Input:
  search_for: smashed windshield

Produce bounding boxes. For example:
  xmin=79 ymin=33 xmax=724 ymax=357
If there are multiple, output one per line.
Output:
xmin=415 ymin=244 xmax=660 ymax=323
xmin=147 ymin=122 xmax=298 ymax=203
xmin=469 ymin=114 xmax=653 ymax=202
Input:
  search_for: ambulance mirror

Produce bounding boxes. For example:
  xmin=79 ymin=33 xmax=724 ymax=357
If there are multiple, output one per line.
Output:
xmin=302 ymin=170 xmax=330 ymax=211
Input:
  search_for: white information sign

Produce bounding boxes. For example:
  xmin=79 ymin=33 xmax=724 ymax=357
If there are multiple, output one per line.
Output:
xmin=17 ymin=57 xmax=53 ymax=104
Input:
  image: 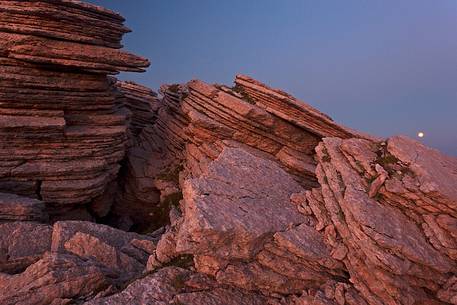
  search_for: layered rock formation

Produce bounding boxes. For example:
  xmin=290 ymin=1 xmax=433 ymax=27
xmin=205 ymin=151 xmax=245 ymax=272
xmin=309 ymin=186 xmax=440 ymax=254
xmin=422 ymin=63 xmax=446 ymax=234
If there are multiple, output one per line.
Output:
xmin=0 ymin=0 xmax=148 ymax=218
xmin=0 ymin=0 xmax=457 ymax=305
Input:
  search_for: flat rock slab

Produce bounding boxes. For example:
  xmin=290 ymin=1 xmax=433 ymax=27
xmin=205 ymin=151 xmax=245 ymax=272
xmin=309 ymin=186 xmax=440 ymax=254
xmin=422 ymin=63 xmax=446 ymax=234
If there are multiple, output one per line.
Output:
xmin=177 ymin=148 xmax=304 ymax=259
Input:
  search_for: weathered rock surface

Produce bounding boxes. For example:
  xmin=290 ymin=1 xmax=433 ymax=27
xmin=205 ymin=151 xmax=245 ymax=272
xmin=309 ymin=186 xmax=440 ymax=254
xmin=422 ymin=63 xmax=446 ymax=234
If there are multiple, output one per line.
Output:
xmin=84 ymin=267 xmax=280 ymax=305
xmin=0 ymin=0 xmax=457 ymax=305
xmin=0 ymin=193 xmax=48 ymax=223
xmin=0 ymin=221 xmax=52 ymax=274
xmin=51 ymin=221 xmax=155 ymax=278
xmin=0 ymin=0 xmax=148 ymax=215
xmin=0 ymin=221 xmax=155 ymax=305
xmin=114 ymin=76 xmax=366 ymax=230
xmin=0 ymin=252 xmax=116 ymax=305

————

• [PROBLEM STATEMENT]:
In the lines above, swap each "rock" for "stone" and give them again with everything else unchanged. Leave the pictures out.

• [SOLUTION FOR THIS PROBLEM]:
Input:
  search_for: smashed windshield

Produce bounding boxes. For example:
  xmin=79 ymin=33 xmax=724 ymax=357
If there are multiple, output one per line.
Output:
xmin=415 ymin=244 xmax=660 ymax=323
xmin=147 ymin=122 xmax=298 ymax=203
xmin=469 ymin=114 xmax=653 ymax=202
Input:
  search_for: ambulance mirror

Produce bounding boxes. For example:
  xmin=79 ymin=33 xmax=724 ymax=357
If there are multiple, output one per line.
Output:
xmin=302 ymin=170 xmax=330 ymax=211
Input:
  search_for: white information sign

Produce bounding boxes. For example:
  xmin=79 ymin=33 xmax=724 ymax=357
If there are multiple, output one per line.
Output:
xmin=17 ymin=57 xmax=53 ymax=104
Input:
  image: 
  search_for: layered stone formation

Produce bounding boxes. For example:
  xmin=290 ymin=1 xmax=433 ymax=27
xmin=205 ymin=151 xmax=245 ymax=272
xmin=309 ymin=186 xmax=440 ymax=254
xmin=422 ymin=63 xmax=446 ymax=234
If there are multiple, output one per line.
Output:
xmin=0 ymin=0 xmax=148 ymax=218
xmin=0 ymin=0 xmax=457 ymax=305
Input:
  search_for: flat stone slab

Produce bounding boxes. For example:
  xmin=290 ymin=1 xmax=433 ymax=27
xmin=205 ymin=151 xmax=245 ymax=272
xmin=309 ymin=186 xmax=440 ymax=254
xmin=422 ymin=63 xmax=446 ymax=234
If there are multiple, output one per line.
Output:
xmin=177 ymin=148 xmax=304 ymax=259
Input:
  search_for: weathered stone surface

Produce bounding boxes. For example:
  xmin=290 ymin=1 xmax=433 ymax=27
xmin=205 ymin=151 xmax=245 ymax=272
xmin=309 ymin=186 xmax=440 ymax=254
xmin=422 ymin=63 xmax=446 ymax=234
If there are multiple, output one per line.
Output:
xmin=84 ymin=267 xmax=280 ymax=305
xmin=0 ymin=0 xmax=457 ymax=305
xmin=0 ymin=193 xmax=48 ymax=223
xmin=0 ymin=221 xmax=52 ymax=274
xmin=51 ymin=221 xmax=155 ymax=278
xmin=0 ymin=0 xmax=148 ymax=215
xmin=0 ymin=221 xmax=155 ymax=305
xmin=114 ymin=76 xmax=366 ymax=230
xmin=0 ymin=252 xmax=116 ymax=305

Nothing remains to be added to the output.